PROBLEMS TO SOLVE:
1. In the news-title notebook, duplicate the passage from "Note: this dataset" to "an simpe example.".
2. What percentage of titles mention Trump, according to the news-title notebook?

DOCUMENT PASSAGE:
Note: this dataset does not guarantee full coverage. So the following seciont is not necessarily an accurate account of the coverage on Trump and Xi. It just serves as an simpe example.

In [13]:
df["trump"] = (
    df.title.str.contains("川普") |
    df.title.str.contains("特朗普")
)
f'% of titles mentioning Trump: {df["trump"].sum() / df.shape[0] * 100:.2f}%'

'% of titles mentioning Trump: 3.72%'

Percentage of titles mentioning Trump by Sources:

In [14]:
trump_perc_by_source = df.groupby("source")["trump"] .mean().sort_values() * 100

iplot(go.Figure(
    data=[
        go.Bar(
            y=trump_perc_by_source.index,
            x=trump_perc_by_source.values,
            orientation = 'h'
        )
    ], 
    layout=go.Layout(
        title='Percentage of Titles mentioning Trump by Sources',
        xaxis=dict(
            title='%',
        ),
        width=800, height=400, template="plotly_white"
    )
))

In [15]:
turmp_perc_by_date = df.groupby("date")["trump"] .mean().sort_values() * 100

iplot(go.Figure(
    data=[
        go.Bar(
            x=turmp_perc_by_date.index.strftime("%Y-%m-%d"),
            y=turmp_perc_by_date.values
        )
    ], 
    layout=go.Layout(
        title='Percentage of Titles mentiong Trump by Date',
        yaxis=dict(
            title='%',
        ),
        width=800, height=400, template="plotly_white"
    )
))

### Xi Jinping

Now we repeat the same process with Chinese president Xi:

In [16]:
df["xi"] = (
    df.title.str.contains("習近平") |
    df.title.str.contains("习近平")
)
f'% of titles mentioning Xi: {df["xi"].sum() / df.shape[0] * 100:.2f}%'

'% of titles mentioning Xi: 1.44%'

In [17]:
xi_perc_by_source = df.groupby("source")["xi"] .mean().sort_values() * 100

iplot(go.Figure(
    data=[
        go.Bar(
            y=xi_perc_by_source.index,
            x=xi_perc_by_source.values,
            orientation = 'h'
        )
    ], 
    layout=go.Layout(
        title='Percentage of Titles mentioning Xi by Sources',
        xaxis=dict(
            title='%',
        ),
        width=800, height=400, template="plotly_white"
    )
))

We can combine the two bar charts (the readibility still need some work, though): 

In [18]:
xi_perc_by_source = df.groupby("source")["xi"] .mean().sort_values() * 100

iplot(go.Figure(
    data=[
        go.Bar(
            y=trump_perc_by_source.index,
            x=trump_perc_by_source.values,
            orientation = 'h',
            name="Trump"

GIVEN ENTRIES:

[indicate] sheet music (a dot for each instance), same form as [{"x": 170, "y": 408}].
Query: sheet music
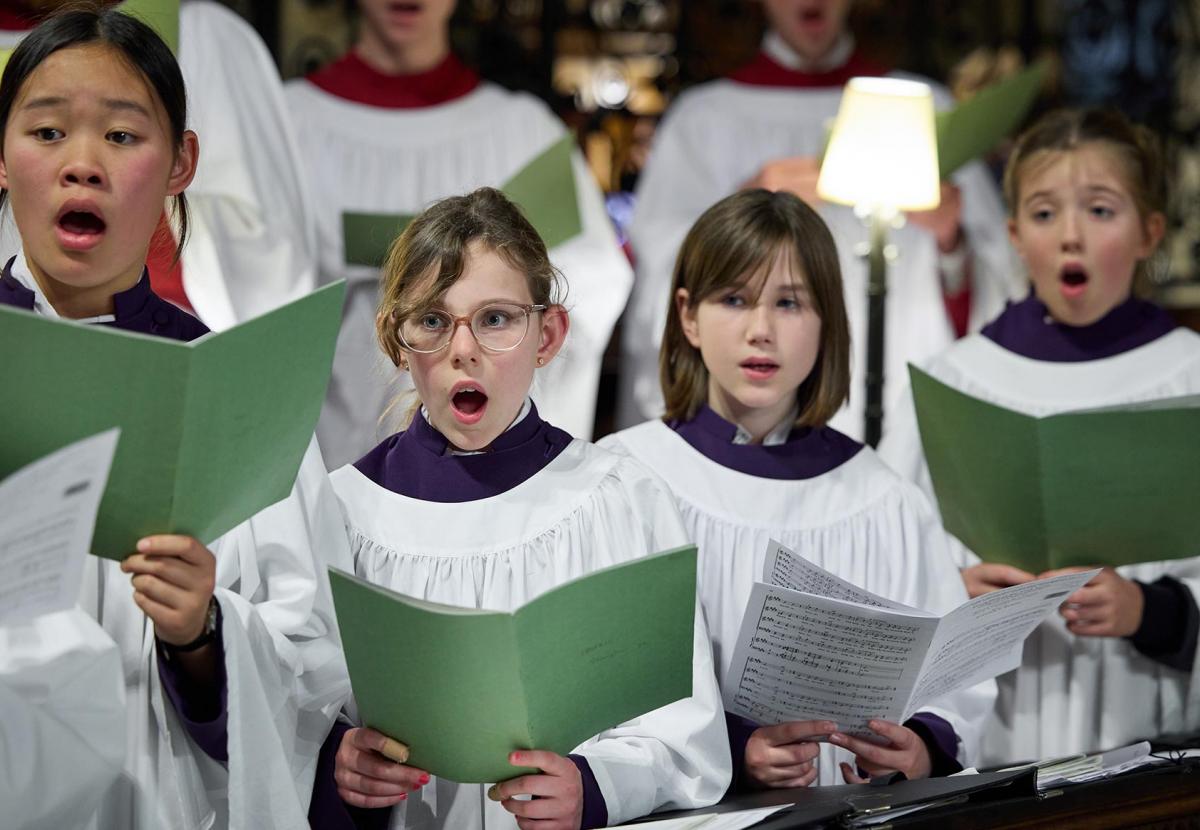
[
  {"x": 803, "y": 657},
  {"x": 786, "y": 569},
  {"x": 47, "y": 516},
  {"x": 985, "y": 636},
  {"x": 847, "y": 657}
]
---
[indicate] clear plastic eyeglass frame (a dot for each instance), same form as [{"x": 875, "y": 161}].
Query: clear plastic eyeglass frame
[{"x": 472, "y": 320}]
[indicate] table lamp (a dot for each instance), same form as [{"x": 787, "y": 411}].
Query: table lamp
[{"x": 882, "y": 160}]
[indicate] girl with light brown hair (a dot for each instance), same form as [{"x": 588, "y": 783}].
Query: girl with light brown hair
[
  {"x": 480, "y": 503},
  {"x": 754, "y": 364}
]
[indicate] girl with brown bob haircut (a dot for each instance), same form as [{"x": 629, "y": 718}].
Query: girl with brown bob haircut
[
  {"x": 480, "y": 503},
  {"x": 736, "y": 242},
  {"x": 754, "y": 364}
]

SOLUTION LIST:
1.
Note: this dataset does not guarantee full coverage. So the following seciont is not necessarily an accurate account of the coverage on Trump and Xi. It just serves as an simpe example.

2. 3.72%